Write the entries out exactly, with the final line being the one containing "Find the innermost point of each instance of the wooden plank".

Collection entries:

------

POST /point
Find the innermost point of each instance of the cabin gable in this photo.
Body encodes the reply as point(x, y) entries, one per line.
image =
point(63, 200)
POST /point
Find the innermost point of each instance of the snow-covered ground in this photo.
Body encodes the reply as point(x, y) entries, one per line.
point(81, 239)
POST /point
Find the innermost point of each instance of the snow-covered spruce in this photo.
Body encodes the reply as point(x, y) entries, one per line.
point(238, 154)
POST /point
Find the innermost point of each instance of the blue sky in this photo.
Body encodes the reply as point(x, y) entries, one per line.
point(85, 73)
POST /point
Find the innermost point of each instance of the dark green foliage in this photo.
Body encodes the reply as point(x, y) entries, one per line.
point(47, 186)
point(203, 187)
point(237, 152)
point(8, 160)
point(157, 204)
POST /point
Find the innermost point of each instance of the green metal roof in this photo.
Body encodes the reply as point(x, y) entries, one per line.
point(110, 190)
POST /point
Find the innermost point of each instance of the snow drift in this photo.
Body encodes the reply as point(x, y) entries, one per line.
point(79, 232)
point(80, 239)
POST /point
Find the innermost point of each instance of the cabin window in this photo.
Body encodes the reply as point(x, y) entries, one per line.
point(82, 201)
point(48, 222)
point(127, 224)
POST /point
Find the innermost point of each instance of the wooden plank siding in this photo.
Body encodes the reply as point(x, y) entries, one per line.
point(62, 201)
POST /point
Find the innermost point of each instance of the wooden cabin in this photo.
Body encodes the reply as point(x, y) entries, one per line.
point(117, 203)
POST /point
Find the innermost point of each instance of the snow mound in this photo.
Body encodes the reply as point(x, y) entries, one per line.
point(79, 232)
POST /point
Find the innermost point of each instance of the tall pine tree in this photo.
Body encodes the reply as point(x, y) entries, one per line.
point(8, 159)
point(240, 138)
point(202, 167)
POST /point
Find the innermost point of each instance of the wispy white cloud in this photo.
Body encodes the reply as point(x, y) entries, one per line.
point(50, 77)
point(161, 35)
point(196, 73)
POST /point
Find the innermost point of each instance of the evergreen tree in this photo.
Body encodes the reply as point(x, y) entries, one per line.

------

Response box:
POST /point
Find the innermost point of each instance of the cabin gable in this photo.
Body encodes the reply as point(x, y) entries, one per line.
image =
point(63, 200)
POST /point
Find the innermost point of each instance of the snow-covered ground in this photo.
Body encodes the reply as point(x, y) entries, one per line.
point(81, 239)
POST /point
Find the innermost point of each instance of the snow-covered spruce in this photo.
Body encodes the reply as point(x, y) entries, one per line.
point(238, 154)
POST /point
Find the innermost point of each instance of the blue sky in this photo.
Body encodes the reply as point(x, y) entries, one per line.
point(85, 73)
POST /point
Find the innermost point of each instance of the dark green foliage in this photo.
Body encodes the reply as point(x, y) entries, one per line.
point(47, 186)
point(203, 187)
point(237, 152)
point(8, 160)
point(157, 204)
POST /point
Find the innermost point of each instance of the green metal roof in this photo.
Body encodes the reply as point(x, y) entries, one per line.
point(110, 190)
POST /point
Find the innermost point of each instance of the snow drift in this photo.
Body encodes the reply as point(x, y) entries, one per line.
point(79, 232)
point(80, 239)
POST /point
Find the innermost point of each instance of the cabin window in this photo.
Body encodes the reply as point(x, y) entries, one per line.
point(82, 201)
point(48, 222)
point(127, 224)
POST /point
Find the innermost point of each instance of the wooden plank siding in this photo.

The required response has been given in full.